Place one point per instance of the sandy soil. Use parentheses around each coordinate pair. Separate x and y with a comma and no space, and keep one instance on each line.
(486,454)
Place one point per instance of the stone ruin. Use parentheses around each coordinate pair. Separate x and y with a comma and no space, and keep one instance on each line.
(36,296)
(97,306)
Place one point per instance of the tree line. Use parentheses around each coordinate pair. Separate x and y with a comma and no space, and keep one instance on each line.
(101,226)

== == ==

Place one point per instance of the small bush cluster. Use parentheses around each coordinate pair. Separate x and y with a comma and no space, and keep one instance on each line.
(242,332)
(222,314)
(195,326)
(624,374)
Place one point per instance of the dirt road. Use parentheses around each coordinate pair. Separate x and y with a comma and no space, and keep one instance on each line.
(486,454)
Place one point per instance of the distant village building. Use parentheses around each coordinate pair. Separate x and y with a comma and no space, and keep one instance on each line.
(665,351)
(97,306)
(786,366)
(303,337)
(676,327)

== == ==

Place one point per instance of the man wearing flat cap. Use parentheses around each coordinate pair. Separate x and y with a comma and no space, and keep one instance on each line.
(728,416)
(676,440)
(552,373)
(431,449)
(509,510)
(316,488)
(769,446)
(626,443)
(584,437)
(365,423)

== == ==

▶ [Task statement] Gather each line of the data above that contains the word "pair", and copy those lines in full.

▶ [Solution]
Place one point per instance of the sandy soil. Use parentheses around each coordinate pair. Separate x and y with a comma and no space, and keep one instance on each line.
Place one point per instance of the stone ruin. Use parentheses around each coordinate pair. Separate x and y with a comma and no space, and keep one instance on each line.
Place one point per instance of the tree line. Use parentheses around each coordinate pair. Separate x and y with a comma and no space, and keep one instance on each line.
Place one point per instance of the small bush cluster. Use parentheses around each coordinate pair. Separate x and y with a comma and no space, and keep one instance on each line.
Place one point per instance of the dirt road. Use parentheses around each coordinate pair. Separate x and y with a comma and no space, and keep one instance on each line.
Place one point per instance of the distant village building. Use parentheses around each coordinate pair. Separate x and y with a comma and no space, and keep one instance on each line.
Place one point per instance of the man wearing flat cap. Use parentheses around each coordinate pair. Separate x and y with a comma and no space, and keep one instance on each line.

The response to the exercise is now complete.